## Text shown
— start —

All of lore.kernel.org
 help / color / mirror / Atom feed
* [PATCH 2 of 9] MD:  should_read_superblock
@ 2011-05-24  3:06 Jonathan Brassow
  2011-05-25  4:01 ` NeilBrown
  0 siblings, 1 reply; 5+ messages in thread
From: Jonathan Brassow @ 2011-05-24  3:06 UTC (permalink / raw)
  To: linux-raid

Patch name: md-should_read_superblock.patch

Add new function to determine whether MD superblocks should be read.

It used to be sufficient to check if mddev->raid_disks was set to determine
whether to read the superblock or not.  However, device-mapper (dm-raid.c)
sets this value before calling md_run().  Thus, we need additional mechanisms
for determining whether to read the superblock.  This patch adds the condition
that if rdev->meta_bdev is set, the superblock should be read - something that
only device-mapper does (and only when there are superblocks to be read/used).

Signed-off-by: Jonathan Brassow <jbrassow@redhat.com>

Index: linux-2.6/drivers/md/md.c
===================================================================
--- linux-2.6.orig/drivers/md/md.c
+++ linux-2.6/drivers/md/md.c
@@ -4421,6 +4421,20 @@ static void md_safemode_timeout(unsigned
 	md_wakeup_thread(mddev->thread);
 }
 
+static int should_read_super(mddev_t *mddev)

— end —

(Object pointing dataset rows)
— start —

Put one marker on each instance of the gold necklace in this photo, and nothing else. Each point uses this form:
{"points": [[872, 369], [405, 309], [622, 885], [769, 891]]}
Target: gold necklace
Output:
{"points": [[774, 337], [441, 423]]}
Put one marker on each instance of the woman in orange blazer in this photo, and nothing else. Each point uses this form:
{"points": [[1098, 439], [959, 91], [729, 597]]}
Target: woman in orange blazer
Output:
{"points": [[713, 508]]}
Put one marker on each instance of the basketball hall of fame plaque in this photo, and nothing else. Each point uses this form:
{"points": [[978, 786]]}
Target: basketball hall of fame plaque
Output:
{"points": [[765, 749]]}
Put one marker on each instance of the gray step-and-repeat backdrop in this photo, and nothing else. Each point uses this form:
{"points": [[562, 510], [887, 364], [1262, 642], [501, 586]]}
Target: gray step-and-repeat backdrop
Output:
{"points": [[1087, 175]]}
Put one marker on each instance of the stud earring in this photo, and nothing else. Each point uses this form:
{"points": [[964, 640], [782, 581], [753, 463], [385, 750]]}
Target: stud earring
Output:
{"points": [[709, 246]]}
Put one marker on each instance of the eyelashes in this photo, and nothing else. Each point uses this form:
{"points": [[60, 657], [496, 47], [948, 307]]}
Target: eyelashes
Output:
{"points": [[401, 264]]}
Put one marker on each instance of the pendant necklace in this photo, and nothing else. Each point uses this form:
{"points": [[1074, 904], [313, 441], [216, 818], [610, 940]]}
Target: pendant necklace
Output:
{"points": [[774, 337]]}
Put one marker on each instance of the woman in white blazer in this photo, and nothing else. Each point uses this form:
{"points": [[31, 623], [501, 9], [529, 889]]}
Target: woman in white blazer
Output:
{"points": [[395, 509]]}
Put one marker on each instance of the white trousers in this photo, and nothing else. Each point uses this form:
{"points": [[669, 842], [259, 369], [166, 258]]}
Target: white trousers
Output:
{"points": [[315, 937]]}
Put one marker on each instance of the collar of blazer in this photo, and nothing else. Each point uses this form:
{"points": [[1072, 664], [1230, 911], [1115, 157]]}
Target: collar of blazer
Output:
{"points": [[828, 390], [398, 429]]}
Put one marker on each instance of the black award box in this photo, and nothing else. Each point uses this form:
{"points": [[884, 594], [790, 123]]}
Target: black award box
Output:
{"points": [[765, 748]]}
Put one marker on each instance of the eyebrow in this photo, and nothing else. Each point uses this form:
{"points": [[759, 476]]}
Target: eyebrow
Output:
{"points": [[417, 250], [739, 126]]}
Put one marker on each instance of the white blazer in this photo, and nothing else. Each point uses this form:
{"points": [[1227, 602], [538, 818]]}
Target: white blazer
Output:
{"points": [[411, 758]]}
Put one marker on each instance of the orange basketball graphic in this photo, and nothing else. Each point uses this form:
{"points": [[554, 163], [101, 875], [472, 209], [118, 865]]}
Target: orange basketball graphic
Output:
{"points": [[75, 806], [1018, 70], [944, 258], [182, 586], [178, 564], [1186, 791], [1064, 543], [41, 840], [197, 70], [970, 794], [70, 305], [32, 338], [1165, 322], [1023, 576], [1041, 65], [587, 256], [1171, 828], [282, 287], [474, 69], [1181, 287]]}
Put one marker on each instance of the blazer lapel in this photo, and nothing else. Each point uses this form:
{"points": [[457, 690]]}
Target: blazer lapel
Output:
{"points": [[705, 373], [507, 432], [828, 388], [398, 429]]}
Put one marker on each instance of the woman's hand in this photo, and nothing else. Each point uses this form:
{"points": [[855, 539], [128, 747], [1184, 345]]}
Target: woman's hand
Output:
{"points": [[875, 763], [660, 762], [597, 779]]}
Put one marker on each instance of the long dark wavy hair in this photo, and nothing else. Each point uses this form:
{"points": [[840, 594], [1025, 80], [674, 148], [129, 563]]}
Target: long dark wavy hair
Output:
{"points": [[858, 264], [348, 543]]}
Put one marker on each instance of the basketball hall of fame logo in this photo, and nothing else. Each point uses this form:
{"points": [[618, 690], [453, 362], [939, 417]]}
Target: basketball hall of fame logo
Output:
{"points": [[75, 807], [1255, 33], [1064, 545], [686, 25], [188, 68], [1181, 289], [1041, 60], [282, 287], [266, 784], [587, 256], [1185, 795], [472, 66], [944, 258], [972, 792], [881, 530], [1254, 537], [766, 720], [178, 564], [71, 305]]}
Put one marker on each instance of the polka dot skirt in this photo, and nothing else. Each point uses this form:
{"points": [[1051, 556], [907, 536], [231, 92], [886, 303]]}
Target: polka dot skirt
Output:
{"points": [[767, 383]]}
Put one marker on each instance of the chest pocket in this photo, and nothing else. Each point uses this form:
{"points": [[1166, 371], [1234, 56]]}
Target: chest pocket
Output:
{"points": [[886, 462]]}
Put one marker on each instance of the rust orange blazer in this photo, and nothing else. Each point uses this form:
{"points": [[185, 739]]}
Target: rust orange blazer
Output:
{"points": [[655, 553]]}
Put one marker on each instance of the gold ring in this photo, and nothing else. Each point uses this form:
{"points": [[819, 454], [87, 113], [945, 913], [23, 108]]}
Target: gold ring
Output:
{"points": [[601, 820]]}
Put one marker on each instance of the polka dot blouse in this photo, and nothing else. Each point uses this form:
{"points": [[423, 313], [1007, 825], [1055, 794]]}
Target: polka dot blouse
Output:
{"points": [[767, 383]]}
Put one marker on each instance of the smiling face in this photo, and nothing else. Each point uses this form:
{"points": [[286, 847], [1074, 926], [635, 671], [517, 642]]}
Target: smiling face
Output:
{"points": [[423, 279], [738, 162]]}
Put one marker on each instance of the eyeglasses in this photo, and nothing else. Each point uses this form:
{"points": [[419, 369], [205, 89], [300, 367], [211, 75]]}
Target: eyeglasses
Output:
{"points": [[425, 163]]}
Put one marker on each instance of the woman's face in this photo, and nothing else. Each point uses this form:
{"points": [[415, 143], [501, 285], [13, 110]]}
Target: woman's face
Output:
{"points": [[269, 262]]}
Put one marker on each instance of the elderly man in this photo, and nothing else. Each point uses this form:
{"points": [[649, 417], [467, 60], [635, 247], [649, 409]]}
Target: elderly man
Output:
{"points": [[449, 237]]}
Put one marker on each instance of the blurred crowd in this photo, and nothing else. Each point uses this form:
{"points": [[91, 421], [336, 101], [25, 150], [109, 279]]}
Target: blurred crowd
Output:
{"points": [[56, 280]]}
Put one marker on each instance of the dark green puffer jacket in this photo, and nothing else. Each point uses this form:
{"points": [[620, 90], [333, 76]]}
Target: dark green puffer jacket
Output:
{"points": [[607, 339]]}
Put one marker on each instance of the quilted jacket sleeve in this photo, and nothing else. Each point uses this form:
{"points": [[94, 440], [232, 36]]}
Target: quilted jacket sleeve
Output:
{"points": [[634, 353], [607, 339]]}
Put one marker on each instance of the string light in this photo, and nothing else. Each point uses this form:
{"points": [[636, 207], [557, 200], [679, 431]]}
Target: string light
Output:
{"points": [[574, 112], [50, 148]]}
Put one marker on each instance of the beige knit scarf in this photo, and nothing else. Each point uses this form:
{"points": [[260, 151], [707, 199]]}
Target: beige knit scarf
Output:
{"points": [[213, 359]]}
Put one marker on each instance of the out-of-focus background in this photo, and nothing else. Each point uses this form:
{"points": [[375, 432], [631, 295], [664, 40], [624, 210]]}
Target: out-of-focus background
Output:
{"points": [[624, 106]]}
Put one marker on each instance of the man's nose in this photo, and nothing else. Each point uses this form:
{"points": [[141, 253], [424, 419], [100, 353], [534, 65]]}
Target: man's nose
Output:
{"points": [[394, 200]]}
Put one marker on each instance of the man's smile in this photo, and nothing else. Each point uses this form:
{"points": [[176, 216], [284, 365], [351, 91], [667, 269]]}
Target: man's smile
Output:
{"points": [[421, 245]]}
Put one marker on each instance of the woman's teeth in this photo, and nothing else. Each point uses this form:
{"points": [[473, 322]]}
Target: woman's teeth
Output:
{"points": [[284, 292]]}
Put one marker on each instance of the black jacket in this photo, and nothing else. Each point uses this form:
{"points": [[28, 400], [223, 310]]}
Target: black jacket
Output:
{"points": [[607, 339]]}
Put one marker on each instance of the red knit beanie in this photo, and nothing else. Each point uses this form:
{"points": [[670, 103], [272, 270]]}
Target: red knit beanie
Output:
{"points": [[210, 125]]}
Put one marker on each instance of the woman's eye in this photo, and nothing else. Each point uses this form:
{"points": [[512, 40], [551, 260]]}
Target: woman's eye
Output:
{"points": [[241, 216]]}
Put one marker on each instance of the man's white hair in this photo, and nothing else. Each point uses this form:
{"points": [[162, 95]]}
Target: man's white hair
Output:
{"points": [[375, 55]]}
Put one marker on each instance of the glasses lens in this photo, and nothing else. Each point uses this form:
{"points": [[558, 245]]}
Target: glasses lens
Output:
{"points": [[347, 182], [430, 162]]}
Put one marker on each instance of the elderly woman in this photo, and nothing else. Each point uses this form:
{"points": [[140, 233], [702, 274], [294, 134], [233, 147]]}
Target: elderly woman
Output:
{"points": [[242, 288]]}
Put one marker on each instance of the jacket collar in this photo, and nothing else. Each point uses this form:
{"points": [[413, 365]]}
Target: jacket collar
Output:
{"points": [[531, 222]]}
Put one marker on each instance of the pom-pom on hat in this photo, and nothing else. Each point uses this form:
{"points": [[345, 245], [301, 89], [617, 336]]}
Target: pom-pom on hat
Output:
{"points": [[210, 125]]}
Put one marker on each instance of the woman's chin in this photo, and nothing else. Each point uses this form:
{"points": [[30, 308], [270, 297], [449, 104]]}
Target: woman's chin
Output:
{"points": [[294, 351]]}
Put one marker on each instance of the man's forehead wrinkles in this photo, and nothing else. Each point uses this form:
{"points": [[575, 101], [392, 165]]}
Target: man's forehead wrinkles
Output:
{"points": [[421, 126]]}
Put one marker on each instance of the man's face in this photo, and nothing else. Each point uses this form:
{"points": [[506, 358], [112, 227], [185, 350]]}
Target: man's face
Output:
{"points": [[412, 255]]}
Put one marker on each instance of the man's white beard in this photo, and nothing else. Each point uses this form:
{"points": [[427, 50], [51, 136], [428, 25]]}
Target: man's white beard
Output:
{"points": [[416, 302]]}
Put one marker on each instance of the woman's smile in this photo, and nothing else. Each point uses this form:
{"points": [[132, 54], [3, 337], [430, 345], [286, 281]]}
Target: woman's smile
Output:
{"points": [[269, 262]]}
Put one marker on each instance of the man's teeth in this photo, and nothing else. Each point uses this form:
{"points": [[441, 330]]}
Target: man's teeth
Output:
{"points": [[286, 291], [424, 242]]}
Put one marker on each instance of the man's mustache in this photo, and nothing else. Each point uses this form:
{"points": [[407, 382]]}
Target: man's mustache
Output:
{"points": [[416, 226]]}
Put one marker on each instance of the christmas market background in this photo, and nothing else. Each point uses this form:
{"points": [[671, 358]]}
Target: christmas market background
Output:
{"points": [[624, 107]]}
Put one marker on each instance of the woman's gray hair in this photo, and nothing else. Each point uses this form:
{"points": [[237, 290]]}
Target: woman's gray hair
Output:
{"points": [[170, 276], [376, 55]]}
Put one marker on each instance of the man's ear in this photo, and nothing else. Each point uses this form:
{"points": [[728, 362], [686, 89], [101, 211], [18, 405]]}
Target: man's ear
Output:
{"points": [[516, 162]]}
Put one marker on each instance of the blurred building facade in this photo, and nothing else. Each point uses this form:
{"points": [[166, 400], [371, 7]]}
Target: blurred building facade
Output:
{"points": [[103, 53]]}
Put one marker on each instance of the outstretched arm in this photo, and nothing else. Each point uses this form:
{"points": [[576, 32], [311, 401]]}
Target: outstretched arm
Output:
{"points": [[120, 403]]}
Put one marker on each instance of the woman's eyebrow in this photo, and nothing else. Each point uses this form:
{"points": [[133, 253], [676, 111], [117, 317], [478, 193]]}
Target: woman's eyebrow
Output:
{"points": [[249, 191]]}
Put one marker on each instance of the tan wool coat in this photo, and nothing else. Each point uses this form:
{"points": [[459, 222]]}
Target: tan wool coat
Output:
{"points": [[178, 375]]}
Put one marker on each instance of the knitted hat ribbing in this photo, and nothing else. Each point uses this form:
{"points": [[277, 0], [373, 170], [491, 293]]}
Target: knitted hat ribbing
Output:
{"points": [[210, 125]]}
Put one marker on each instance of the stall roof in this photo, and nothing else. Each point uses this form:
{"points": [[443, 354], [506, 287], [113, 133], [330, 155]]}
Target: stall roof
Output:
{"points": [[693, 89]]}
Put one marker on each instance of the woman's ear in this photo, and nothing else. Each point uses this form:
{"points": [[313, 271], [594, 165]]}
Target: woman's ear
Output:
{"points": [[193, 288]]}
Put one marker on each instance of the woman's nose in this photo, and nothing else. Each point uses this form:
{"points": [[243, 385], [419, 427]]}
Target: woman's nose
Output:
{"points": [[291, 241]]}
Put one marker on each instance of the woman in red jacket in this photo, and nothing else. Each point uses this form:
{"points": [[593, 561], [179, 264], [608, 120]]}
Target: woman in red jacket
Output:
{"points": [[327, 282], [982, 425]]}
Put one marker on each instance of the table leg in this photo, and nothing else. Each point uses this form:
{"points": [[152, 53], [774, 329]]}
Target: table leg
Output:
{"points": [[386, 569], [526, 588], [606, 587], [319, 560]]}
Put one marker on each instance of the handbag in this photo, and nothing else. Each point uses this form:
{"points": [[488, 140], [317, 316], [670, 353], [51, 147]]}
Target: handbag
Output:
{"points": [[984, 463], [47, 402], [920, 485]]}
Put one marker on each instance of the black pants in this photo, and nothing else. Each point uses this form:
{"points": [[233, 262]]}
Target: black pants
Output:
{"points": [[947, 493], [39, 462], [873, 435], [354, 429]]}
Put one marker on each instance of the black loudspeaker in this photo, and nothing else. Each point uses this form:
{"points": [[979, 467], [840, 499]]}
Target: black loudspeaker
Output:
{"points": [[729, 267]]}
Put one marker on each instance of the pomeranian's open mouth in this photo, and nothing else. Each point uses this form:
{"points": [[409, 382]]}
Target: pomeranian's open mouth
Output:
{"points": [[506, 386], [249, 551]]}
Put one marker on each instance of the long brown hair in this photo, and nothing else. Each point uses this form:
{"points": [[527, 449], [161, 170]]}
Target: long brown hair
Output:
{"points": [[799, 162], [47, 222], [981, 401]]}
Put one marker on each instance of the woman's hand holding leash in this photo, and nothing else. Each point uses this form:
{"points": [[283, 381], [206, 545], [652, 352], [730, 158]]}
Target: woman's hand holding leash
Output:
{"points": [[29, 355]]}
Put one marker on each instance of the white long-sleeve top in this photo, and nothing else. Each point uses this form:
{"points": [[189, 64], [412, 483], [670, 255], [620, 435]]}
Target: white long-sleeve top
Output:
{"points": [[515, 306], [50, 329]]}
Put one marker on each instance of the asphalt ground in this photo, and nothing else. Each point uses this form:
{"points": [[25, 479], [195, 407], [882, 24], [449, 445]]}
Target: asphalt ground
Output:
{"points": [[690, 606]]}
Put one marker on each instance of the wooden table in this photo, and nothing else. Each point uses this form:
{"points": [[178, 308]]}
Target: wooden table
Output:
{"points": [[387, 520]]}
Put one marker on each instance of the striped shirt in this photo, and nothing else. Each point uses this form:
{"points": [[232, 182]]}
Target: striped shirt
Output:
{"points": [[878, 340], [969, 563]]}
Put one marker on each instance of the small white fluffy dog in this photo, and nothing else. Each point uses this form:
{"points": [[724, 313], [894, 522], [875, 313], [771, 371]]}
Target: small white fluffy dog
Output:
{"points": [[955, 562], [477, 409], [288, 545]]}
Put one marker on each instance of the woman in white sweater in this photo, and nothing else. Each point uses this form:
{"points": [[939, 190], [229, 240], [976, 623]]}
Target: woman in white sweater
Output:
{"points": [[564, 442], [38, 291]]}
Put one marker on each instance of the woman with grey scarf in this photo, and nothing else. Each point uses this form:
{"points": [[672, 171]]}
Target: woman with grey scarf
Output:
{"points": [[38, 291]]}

— end —

## The request
Change "device-mapper" to "DM" in the MD patch email and give the passage again, starting at "Patch name: md-should_read_superblock.patch" and ending at "to be read/used).". These records were taken from a different source than the text.

## Problem solution
Patch name: md-should_read_superblock.patch

Add new function to determine whether MD superblocks should be read.

It used to be sufficient to check if mddev->raid_disks was set to determine
whether to read the superblock or not.  However, DM (dm-raid.c)
sets this value before calling md_run().  Thus, we need additional mechanisms
for determining whether to read the superblock.  This patch adds the condition
that if rdev->meta_bdev is set, the superblock should be read - something that
only DM does (and only when there are superblocks to be read/used).